**The problem**: Print word for word the records from the line containing "Exercise. Mark the wavy" through the end.

-- Material supplied follows --

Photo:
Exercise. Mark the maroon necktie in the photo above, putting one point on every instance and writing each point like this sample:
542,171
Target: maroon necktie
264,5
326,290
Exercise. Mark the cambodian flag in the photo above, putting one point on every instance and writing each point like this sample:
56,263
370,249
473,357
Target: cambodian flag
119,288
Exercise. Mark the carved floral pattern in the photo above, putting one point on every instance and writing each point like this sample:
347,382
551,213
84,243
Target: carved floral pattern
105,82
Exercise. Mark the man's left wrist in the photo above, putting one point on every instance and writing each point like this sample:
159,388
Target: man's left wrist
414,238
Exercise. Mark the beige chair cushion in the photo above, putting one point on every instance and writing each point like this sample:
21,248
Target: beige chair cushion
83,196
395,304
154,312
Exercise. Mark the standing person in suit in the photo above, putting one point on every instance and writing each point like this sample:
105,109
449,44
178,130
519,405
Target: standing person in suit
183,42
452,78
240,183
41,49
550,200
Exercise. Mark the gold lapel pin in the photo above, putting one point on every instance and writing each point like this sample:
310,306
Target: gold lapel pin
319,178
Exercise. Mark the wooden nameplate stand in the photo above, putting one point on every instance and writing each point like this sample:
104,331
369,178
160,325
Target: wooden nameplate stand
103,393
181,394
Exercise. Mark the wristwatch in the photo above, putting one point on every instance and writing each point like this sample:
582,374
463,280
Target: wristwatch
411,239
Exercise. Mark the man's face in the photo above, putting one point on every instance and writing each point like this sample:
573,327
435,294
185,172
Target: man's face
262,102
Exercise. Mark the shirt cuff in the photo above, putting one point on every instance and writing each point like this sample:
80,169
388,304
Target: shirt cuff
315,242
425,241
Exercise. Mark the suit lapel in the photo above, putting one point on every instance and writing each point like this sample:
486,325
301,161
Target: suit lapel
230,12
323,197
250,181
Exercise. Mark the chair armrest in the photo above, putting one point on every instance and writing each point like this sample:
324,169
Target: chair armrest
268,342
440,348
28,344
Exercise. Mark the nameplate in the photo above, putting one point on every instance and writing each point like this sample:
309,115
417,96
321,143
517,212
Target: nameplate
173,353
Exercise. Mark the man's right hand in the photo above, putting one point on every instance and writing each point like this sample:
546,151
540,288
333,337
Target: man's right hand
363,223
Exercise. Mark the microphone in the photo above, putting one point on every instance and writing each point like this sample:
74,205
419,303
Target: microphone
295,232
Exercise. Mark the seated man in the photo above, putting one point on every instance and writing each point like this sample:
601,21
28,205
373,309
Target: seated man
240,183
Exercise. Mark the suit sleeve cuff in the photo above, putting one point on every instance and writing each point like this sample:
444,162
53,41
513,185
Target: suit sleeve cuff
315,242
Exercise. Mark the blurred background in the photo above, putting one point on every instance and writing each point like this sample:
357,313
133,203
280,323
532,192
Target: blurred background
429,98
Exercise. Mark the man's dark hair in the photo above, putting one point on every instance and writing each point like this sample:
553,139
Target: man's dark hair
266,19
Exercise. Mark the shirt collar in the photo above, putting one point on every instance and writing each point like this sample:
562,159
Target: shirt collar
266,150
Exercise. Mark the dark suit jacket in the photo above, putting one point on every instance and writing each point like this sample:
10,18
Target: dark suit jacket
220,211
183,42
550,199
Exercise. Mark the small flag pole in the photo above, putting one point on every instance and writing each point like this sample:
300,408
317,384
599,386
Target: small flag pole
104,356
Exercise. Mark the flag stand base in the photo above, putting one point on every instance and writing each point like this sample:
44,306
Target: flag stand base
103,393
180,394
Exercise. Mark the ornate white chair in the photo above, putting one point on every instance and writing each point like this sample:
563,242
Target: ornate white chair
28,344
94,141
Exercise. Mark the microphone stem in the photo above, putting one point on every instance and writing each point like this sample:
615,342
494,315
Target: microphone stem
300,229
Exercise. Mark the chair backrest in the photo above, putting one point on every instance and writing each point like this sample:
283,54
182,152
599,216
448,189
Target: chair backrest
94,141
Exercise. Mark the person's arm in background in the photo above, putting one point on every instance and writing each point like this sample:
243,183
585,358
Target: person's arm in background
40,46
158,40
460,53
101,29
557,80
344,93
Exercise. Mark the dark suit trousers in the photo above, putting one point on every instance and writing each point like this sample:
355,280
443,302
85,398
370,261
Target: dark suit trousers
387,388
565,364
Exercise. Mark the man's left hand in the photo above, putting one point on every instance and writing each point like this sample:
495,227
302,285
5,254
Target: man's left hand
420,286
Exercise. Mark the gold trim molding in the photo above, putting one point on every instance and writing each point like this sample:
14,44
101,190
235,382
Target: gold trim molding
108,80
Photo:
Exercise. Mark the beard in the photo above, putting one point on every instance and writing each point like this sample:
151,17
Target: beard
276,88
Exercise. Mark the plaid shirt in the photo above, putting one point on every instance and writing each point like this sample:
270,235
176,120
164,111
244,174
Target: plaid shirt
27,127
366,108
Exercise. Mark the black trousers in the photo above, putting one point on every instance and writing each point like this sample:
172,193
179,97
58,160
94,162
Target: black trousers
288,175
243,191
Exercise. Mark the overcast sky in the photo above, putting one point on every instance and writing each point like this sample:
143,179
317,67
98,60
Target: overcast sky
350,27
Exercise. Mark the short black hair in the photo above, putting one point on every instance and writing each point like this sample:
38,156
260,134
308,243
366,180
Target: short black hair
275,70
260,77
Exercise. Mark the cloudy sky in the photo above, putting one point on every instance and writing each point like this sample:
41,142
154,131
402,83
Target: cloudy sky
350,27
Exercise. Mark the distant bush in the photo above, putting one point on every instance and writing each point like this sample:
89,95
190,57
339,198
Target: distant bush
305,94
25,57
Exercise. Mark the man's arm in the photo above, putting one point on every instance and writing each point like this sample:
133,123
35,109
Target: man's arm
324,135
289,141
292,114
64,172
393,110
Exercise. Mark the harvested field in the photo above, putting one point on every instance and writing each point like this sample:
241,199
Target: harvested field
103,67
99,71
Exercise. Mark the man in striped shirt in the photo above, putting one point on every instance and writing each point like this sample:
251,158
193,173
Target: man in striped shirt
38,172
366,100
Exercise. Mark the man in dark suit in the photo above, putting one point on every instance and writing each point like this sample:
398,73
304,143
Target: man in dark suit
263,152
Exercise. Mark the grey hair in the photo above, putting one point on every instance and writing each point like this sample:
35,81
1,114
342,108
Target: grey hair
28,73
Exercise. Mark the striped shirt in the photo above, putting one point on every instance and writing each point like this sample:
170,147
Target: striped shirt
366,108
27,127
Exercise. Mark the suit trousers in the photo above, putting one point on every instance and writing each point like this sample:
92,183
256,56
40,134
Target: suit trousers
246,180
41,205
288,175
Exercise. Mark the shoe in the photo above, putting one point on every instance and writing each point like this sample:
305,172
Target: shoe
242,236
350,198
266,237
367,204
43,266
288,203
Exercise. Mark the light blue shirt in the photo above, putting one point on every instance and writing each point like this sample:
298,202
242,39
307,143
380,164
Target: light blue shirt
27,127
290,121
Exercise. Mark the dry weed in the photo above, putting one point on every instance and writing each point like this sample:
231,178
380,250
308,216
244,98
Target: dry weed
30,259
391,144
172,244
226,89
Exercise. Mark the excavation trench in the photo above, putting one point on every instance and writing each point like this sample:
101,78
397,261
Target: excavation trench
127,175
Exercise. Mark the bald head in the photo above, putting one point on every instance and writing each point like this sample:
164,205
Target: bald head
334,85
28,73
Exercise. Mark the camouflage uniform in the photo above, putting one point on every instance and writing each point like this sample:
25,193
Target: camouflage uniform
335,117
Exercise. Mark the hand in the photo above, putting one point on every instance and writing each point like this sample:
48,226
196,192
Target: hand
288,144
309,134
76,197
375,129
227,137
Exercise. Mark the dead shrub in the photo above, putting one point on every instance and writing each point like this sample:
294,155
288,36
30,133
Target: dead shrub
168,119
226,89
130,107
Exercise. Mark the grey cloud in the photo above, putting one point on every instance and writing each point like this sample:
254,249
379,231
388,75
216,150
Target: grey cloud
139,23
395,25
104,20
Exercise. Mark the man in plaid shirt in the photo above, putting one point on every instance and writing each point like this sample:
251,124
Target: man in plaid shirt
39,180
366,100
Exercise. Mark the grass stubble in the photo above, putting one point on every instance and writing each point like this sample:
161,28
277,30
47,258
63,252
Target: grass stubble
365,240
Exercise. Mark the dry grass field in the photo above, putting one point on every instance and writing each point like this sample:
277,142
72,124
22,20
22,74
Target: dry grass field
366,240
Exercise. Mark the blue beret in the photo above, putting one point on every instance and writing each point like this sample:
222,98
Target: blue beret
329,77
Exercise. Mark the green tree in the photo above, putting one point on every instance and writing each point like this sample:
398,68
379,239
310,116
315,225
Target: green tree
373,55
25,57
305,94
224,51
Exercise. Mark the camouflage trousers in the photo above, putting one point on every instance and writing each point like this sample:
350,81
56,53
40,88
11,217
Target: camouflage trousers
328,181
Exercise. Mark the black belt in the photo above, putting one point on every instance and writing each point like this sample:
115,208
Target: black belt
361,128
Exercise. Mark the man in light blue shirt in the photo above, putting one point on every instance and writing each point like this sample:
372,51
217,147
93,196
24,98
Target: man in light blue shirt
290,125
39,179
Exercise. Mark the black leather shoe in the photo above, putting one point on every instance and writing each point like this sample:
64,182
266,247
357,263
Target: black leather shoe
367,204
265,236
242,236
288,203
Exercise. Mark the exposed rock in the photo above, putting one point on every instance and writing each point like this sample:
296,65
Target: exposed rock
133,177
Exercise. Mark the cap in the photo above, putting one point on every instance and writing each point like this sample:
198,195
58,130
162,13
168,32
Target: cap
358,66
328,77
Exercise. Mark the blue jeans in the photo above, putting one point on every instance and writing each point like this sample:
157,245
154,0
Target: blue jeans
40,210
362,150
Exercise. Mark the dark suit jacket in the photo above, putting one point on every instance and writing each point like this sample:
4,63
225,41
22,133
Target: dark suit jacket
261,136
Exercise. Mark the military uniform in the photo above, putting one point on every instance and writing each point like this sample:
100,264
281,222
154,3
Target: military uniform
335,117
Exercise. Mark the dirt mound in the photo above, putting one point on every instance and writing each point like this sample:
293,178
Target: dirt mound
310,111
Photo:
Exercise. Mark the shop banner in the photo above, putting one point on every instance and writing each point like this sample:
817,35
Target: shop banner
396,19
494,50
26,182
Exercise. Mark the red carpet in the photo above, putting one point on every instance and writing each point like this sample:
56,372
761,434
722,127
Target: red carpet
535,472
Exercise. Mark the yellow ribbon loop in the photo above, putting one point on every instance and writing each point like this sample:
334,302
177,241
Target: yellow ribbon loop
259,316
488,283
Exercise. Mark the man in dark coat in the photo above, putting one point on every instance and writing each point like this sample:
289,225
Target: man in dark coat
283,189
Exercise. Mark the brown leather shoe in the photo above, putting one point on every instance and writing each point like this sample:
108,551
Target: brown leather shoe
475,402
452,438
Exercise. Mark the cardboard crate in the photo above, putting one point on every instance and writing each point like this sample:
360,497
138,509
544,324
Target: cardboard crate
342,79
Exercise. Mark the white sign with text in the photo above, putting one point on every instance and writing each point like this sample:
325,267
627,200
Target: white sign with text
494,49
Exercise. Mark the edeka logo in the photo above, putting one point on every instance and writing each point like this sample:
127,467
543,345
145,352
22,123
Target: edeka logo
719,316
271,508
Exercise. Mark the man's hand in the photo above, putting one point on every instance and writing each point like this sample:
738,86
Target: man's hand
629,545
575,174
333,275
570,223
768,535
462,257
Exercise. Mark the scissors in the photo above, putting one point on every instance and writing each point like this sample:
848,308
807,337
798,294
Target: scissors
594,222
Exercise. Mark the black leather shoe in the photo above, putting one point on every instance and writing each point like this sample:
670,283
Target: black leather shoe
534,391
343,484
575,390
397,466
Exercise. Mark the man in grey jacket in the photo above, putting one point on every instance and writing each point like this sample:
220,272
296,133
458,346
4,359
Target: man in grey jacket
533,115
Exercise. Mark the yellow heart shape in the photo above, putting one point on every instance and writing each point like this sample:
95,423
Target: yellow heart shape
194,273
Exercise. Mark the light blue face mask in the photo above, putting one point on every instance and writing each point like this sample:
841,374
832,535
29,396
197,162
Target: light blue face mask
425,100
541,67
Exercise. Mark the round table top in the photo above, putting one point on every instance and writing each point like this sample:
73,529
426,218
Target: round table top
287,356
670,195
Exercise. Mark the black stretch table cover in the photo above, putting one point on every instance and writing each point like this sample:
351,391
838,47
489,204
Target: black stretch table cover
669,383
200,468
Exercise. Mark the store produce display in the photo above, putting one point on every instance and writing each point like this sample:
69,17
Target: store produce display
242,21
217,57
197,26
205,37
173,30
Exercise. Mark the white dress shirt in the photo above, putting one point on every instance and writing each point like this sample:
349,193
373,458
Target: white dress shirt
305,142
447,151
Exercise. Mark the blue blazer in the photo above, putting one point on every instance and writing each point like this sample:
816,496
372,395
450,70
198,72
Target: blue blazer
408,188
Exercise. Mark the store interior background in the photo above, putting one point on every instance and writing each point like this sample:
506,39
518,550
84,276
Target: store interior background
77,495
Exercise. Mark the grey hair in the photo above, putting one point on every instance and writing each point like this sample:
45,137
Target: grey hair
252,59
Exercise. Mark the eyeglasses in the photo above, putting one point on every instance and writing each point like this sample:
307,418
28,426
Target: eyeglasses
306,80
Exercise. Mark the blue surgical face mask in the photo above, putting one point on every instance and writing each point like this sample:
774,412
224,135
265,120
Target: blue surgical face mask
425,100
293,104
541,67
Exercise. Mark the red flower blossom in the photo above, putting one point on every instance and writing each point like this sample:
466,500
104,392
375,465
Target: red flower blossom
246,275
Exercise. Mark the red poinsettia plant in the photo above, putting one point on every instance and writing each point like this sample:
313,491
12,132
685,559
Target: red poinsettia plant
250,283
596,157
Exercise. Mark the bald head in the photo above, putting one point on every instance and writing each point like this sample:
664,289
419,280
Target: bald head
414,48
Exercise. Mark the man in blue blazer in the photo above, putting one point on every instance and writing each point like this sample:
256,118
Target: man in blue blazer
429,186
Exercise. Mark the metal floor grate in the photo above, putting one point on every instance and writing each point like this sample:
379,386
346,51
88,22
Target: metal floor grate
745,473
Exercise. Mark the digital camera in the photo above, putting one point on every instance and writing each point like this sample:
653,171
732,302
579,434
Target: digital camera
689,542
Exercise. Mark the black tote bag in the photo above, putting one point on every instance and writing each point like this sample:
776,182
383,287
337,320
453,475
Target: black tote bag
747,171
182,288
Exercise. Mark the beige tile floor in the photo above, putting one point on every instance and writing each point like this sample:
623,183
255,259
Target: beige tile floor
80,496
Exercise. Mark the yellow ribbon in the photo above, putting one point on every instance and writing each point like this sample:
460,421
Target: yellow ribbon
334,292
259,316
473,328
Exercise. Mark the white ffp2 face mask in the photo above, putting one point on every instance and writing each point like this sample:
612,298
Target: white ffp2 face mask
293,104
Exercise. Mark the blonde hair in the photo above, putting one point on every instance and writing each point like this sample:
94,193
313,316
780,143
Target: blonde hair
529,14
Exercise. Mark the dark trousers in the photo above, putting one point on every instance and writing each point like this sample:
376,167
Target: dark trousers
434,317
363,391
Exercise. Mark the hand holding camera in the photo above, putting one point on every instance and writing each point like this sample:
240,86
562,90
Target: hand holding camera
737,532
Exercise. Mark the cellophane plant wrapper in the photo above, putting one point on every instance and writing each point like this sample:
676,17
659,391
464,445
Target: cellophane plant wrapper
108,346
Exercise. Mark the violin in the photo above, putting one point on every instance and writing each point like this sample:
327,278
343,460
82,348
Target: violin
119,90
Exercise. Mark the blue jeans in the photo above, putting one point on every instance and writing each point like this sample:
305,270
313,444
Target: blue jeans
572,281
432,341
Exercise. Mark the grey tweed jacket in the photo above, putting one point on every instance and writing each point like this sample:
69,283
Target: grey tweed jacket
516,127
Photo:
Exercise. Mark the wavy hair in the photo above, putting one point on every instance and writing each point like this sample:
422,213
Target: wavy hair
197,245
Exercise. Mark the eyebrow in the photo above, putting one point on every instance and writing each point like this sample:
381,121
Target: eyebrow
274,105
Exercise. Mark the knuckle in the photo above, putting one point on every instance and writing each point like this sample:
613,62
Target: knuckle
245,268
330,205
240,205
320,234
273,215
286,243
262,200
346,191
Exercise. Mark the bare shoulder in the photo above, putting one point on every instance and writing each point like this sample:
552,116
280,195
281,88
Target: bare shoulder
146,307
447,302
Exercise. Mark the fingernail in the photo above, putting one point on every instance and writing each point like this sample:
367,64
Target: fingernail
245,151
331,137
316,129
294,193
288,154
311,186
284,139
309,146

-- Material supplied concluded --

**Output of the exercise**:
Exercise. Mark the wavy hair in the photo above, putting one point on every instance and writing each point like this sample:
422,213
Target: wavy hair
197,245
Exercise. Mark the eyebrow in the photo above, putting one point on every instance and writing each point like this sample:
381,121
Target: eyebrow
274,105
Exercise. Mark the knuckle in the photo above, putting one point on every instance and writing each point like this sample:
613,62
Target: knuckle
245,268
330,205
240,205
320,234
273,215
286,243
262,200
346,191
Exercise. Mark the bare shoulder in the photo above, putting one point on every instance and writing each point like this sample:
552,116
280,195
281,88
Target: bare shoulder
146,307
447,302
Exercise. Mark the fingernail in the photo above, putting one point on every instance and writing each point like this sample:
367,64
Target: fingernail
245,151
331,137
316,129
294,193
288,154
311,186
284,139
309,146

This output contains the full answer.